(Task requirements):
Please rewrite the records from the line containing "for shark mouth." through the end of the records, that line and the requests included, and shift every bounding-box coordinate in the answers by -98. Give only these lines.

(Data to process):
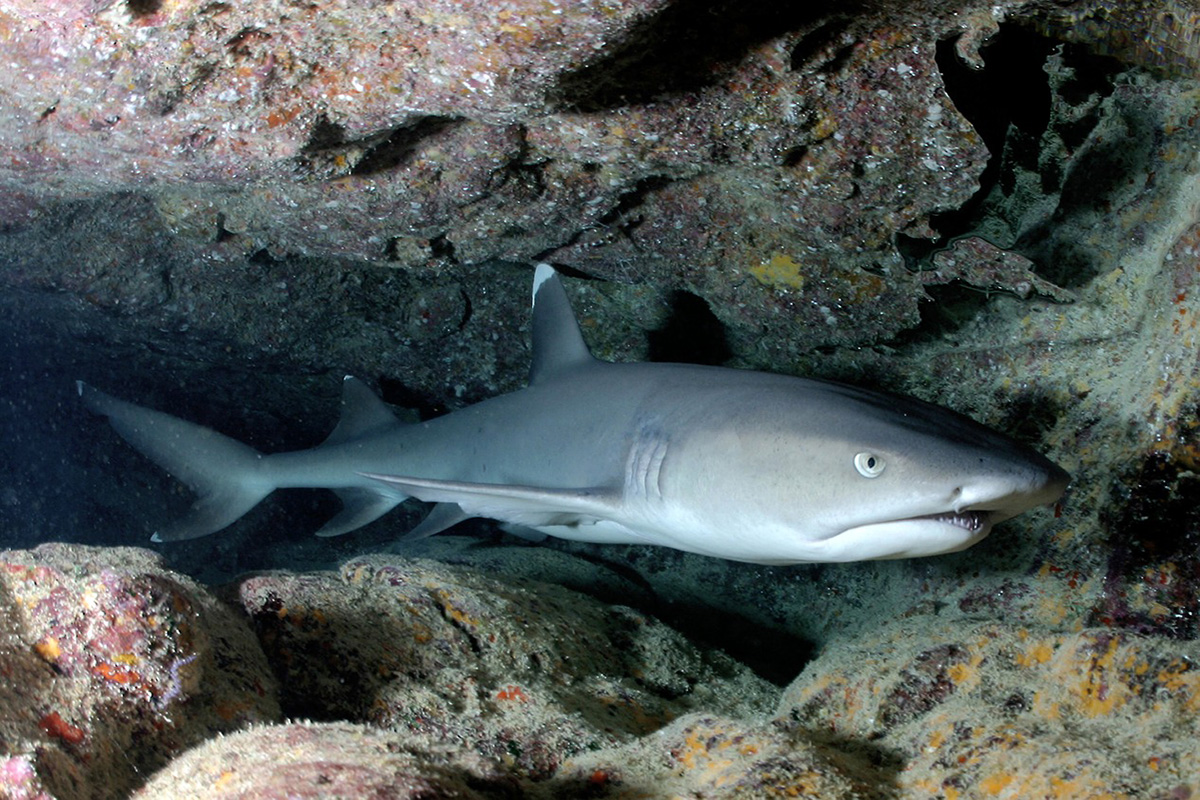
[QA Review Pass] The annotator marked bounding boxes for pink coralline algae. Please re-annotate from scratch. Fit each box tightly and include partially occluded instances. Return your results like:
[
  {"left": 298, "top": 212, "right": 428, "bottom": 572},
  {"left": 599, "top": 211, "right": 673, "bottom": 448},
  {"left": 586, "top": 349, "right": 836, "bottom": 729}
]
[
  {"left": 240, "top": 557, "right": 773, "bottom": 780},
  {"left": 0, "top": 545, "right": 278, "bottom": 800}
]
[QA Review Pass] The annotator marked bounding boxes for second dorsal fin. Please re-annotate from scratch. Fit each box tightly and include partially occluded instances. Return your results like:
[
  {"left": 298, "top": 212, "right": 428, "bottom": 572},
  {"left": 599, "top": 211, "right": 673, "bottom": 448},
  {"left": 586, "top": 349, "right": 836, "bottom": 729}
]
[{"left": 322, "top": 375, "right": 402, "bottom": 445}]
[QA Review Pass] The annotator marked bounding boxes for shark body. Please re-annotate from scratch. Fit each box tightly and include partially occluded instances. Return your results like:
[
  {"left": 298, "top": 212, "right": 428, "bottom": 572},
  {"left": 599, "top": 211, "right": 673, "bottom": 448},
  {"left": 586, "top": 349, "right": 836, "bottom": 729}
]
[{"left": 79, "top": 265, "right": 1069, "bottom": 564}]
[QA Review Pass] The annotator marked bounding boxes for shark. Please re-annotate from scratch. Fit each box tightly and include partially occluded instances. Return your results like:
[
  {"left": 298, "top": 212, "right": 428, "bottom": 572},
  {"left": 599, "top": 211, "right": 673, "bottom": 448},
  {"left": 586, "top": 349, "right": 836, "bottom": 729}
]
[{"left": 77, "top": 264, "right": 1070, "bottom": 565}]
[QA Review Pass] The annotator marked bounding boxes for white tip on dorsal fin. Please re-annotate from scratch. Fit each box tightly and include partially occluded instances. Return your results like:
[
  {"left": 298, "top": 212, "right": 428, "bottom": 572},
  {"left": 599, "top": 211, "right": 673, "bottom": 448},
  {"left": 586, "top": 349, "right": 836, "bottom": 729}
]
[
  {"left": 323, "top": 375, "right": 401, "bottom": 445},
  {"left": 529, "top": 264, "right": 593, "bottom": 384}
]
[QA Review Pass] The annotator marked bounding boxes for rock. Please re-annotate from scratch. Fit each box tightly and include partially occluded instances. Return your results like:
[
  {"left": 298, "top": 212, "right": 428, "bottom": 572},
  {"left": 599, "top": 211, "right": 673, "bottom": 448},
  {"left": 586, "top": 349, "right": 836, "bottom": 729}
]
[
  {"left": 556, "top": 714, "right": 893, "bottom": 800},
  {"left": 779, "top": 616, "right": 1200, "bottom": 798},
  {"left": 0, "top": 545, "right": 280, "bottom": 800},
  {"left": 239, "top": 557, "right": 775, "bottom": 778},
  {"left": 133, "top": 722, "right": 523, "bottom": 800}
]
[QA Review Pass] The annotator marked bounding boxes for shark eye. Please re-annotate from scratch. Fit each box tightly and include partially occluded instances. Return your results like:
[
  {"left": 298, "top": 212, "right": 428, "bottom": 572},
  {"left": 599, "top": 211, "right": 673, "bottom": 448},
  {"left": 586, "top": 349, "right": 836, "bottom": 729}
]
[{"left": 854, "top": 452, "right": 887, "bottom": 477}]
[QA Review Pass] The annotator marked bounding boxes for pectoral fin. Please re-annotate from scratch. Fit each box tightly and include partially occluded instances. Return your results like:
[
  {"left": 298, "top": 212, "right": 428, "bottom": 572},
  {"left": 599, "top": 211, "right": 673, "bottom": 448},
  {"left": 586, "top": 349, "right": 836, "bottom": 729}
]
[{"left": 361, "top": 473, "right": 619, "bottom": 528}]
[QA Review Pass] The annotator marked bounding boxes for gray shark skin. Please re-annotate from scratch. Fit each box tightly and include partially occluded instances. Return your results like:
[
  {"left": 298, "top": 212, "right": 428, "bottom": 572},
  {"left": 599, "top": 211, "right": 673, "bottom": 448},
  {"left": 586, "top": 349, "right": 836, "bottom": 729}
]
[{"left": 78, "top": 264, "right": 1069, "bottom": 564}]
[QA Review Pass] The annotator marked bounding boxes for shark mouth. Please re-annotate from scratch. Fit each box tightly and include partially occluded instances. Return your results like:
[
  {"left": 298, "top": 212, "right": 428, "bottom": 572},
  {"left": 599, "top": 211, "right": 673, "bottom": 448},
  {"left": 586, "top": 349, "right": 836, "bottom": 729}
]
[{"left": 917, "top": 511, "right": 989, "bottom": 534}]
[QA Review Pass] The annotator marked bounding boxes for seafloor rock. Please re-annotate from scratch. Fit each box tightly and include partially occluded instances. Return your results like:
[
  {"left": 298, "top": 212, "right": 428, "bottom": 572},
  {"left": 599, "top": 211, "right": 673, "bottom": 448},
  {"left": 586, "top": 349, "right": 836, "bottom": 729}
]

(Response to the exercise):
[QA Review Pass] The annotator marked bounding boxes for shark mouth. Please re-annotate from scratch. Fit each box tightly and include partially occluded instances. Return your results like:
[
  {"left": 298, "top": 212, "right": 428, "bottom": 572},
  {"left": 599, "top": 211, "right": 673, "bottom": 448},
  {"left": 586, "top": 349, "right": 836, "bottom": 729}
]
[{"left": 819, "top": 413, "right": 891, "bottom": 436}]
[QA Review Pass] The annotator marked bounding boxes for seafloor rock. Please re-annotate from scratch. Fit each box tightly and include partially occluded instances. Return your results like:
[
  {"left": 298, "top": 212, "right": 428, "bottom": 572},
  {"left": 599, "top": 211, "right": 673, "bottom": 448},
  {"left": 586, "top": 349, "right": 836, "bottom": 729}
]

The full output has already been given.